> Page text:
^^^^
Moms donate breast milk to help babies in need

Saturday, August 16, 2014
Selling breast milk online?
It's a new trend, but would you do it?

HOUSTON (KTRK) -- There's a growing trend of mothers selling their extra breast milk online, but there's a safer alternative in Houston.

There is a special milk bank program at Texas Children's Hospital that is closely monitored and helps feed premature babies.

A mother with a newborn set of twins born prematurely at the hospital couldn't breast feed them right away. They came into the world at just 1 lb. 6 oz. each.

In what she calls a life or death decision, Rebecca Schiff decided to feed her babies with another mother's breast milk. Now baby girl Elliot is more than 2 lbs. Elliot's twin brother Jonah is well over 3 lbs. now.

While breastfeeding her own daughter, Ava, Savanna Bowman had plenty leftover. She donated 360 oz. of her breast milk over six months for mothers she has never met.

"To picture your breast milk, something you worked to pump and is coming out of your body and so intimate between you and your child and for a another baby to have that, it is strange," Bowman said. "You have to think of the good of the child and how great it is that they are receiving this and then it just goes away."
^^^^
Dataset entries

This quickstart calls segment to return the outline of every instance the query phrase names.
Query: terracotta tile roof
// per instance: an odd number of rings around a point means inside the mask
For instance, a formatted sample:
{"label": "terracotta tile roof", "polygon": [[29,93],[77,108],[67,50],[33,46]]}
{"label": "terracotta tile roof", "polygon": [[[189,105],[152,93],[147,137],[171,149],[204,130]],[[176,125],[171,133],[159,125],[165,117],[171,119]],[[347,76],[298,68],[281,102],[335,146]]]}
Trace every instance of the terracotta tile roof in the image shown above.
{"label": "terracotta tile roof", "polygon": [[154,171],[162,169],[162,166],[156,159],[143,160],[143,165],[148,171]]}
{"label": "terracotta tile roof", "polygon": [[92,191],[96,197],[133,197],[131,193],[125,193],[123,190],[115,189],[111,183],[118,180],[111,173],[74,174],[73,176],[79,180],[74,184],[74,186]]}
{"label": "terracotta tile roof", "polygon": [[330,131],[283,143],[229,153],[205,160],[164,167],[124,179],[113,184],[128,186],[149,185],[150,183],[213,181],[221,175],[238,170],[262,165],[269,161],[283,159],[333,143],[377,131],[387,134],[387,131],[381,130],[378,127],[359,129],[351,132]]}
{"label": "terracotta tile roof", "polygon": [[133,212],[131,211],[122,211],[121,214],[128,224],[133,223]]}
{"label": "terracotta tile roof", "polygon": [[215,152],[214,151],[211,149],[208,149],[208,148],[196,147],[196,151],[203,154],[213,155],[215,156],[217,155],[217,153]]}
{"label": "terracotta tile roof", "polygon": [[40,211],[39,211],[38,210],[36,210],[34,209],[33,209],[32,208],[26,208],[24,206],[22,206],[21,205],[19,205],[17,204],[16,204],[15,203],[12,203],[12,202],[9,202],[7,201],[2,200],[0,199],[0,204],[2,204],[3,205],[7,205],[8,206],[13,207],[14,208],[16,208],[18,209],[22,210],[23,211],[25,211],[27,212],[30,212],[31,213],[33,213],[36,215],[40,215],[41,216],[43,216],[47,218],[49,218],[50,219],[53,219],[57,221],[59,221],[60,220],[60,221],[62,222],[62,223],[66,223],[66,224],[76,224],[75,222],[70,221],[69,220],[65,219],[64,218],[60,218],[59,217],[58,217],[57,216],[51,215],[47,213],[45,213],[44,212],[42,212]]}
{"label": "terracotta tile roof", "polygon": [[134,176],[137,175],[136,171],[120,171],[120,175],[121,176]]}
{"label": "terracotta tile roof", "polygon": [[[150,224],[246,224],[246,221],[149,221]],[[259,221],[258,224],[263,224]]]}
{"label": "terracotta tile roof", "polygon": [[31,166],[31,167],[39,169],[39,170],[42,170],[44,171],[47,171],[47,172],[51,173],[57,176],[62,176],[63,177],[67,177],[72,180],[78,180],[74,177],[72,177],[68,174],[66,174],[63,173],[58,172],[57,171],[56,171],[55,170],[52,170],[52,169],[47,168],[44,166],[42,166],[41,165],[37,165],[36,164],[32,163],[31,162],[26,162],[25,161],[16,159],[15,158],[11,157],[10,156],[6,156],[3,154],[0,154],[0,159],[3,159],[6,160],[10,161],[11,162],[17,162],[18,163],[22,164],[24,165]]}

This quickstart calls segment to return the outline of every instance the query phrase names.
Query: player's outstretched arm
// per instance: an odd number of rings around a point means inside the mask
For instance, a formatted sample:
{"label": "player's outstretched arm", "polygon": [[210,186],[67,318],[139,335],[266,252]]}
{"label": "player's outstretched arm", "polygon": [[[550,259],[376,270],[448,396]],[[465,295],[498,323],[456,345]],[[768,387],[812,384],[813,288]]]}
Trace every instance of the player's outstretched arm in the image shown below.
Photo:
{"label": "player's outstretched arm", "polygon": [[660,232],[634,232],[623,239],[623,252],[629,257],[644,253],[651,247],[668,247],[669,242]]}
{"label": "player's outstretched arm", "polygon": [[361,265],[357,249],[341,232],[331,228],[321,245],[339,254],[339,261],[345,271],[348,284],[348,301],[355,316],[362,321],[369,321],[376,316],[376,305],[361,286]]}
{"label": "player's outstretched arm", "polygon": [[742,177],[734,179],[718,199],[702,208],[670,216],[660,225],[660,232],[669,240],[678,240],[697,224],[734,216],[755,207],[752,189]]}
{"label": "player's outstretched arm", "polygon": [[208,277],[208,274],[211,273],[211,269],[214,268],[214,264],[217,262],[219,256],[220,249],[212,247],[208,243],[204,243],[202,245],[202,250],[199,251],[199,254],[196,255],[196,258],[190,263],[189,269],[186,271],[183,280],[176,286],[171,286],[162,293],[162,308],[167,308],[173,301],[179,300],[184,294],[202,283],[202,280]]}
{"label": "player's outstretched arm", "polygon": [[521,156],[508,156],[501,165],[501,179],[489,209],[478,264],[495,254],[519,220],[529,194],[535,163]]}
^^^^
> Exercise details:
Continue the news story about mothers donating breast milk, picking up right after its final sentence.

> Output below:
Texas Children's runs Houston's only milk bank. Milk is screened just like blood donations and stored in large refrigerators and freezers. The women who donate do not receive any monetary compensation for doing so.

"They only get the compensation of knowing they did something really amazing for their community that only a Mom that has a new baby can do," said donation coordinator Laurel Laviolette.

For Schiff, choosing donor milk was an easy decision. Her babies needed breast milk nutrients that doctors say protects them from dangerous infections and diseases. She says without the donor milk, her children would not be as healthy as they are now.

"They would be still very underweight, they would have all sorts of complications," Schiff said.

There are plenty of places to buy breast milk online, ABC-13 even found some for sale on Craig's List. However, doctors warn that if the milk is not screened properly it could be risky for a baby.